=== Material for the task ===

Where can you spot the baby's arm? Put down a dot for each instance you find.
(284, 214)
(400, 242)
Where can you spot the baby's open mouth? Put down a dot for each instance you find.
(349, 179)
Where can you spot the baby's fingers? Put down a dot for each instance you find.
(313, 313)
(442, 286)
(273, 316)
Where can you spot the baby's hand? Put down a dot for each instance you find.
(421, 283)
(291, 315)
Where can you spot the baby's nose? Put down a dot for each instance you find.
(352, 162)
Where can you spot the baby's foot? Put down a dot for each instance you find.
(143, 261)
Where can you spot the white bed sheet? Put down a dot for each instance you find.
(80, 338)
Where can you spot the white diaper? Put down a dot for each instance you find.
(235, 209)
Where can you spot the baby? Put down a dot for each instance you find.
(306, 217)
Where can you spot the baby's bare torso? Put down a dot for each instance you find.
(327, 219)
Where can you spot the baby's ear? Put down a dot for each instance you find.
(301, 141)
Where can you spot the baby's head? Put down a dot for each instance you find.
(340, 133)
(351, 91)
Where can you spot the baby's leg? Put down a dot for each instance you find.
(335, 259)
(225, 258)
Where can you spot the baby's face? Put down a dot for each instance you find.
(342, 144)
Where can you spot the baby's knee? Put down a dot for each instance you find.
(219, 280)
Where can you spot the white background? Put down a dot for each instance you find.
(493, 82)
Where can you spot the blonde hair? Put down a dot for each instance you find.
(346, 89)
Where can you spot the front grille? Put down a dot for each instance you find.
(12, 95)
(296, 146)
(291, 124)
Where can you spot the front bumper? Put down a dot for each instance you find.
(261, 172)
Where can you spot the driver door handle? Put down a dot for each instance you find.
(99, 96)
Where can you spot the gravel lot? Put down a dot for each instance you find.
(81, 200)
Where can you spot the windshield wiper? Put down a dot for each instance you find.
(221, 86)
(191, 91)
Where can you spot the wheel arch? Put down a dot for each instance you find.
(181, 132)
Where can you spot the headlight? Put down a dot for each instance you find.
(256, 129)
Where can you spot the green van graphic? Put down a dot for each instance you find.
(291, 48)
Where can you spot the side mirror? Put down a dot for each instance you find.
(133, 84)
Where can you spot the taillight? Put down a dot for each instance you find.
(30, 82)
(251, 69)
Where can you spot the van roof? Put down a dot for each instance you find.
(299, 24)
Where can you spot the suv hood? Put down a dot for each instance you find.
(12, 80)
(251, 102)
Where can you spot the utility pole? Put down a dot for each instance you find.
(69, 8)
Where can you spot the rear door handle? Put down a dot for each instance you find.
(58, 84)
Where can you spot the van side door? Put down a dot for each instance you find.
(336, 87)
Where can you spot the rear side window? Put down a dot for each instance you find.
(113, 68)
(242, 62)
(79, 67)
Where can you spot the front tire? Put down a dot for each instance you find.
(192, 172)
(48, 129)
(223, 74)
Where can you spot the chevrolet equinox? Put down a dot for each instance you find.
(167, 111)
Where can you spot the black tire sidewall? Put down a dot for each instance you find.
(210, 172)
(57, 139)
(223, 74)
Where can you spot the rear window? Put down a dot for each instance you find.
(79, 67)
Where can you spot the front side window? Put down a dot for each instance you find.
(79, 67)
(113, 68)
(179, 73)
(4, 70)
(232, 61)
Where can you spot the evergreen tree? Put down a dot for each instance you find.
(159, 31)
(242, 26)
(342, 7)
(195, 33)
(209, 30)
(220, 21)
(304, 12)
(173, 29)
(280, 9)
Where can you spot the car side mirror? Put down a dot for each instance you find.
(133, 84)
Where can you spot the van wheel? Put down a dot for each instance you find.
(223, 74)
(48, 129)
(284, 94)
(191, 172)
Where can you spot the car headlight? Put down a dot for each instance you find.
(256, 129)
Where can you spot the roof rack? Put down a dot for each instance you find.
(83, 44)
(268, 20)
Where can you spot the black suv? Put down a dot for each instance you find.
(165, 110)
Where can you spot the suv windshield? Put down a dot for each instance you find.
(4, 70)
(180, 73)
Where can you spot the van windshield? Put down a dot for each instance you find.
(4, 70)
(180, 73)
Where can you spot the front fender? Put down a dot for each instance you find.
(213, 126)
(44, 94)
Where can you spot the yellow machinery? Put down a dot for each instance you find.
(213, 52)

===
=== Material for the task ===

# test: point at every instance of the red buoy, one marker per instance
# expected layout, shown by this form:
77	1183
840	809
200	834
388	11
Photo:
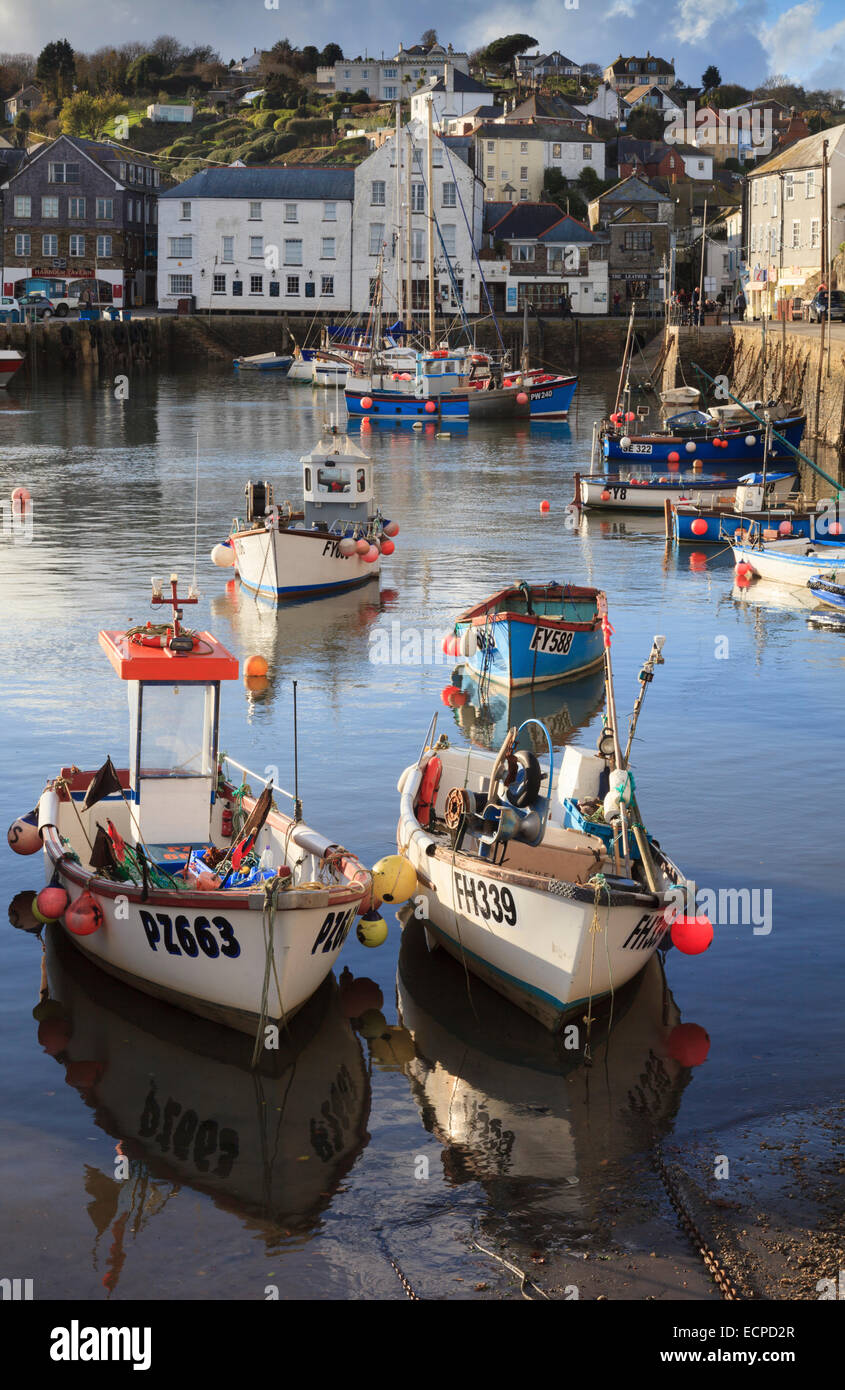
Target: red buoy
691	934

===

**Prompt:**
How many lines of the records contain the string "roof"? Reply with the number alone.

**Expected output:**
2